* **Stated goal**: Lay out the stretch of records below, from the line containing "Where can you" through the line containing "[[169, 331], [428, 362], [512, 502]]", as a Markdown table with the columns Row and Line. Number each line in order and leave out blank lines.
━━━━━ Extracted records ━━━━━
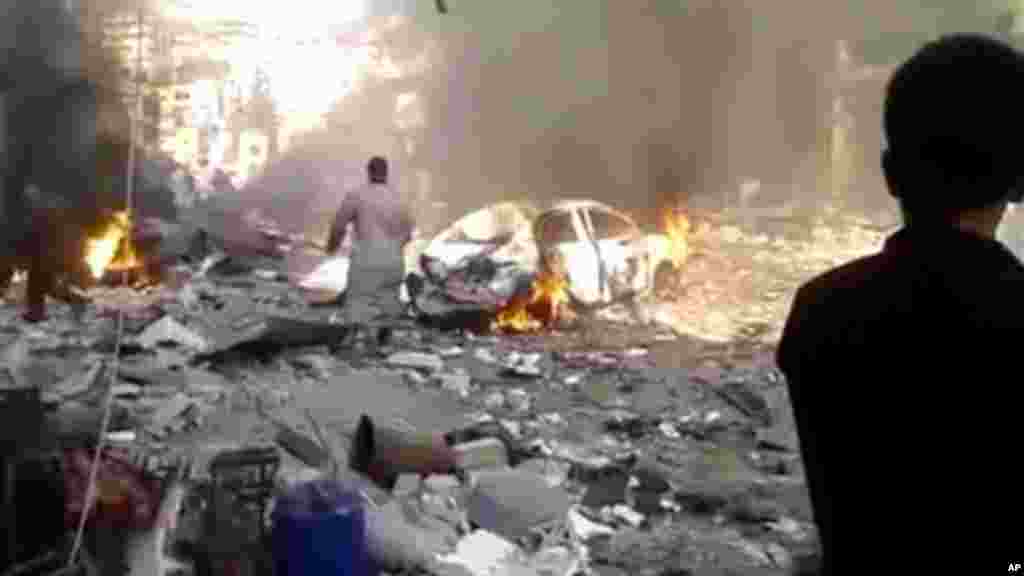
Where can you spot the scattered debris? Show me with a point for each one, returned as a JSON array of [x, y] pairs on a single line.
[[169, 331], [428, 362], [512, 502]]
━━━━━
━━━━━ Extracted records ━━━━━
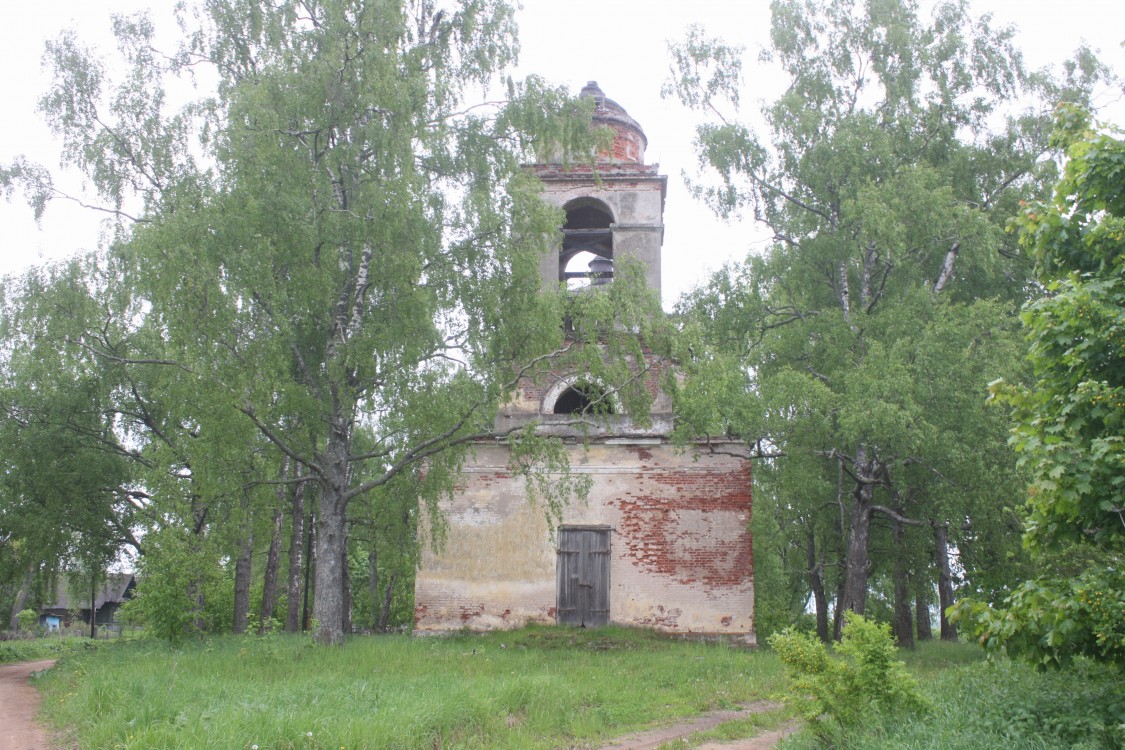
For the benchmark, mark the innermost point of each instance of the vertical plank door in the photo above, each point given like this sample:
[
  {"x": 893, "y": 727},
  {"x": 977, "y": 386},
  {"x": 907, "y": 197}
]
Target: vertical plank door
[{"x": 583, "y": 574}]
━━━━━
* **Expected answer**:
| Row | Line |
|---|---|
| 1 | Where can you spot the scattered debris? Show me with a point for each one, returned as a JSON array of [x, y] pairs on a single line. |
| 2 | [[169, 331], [428, 362], [512, 502]] |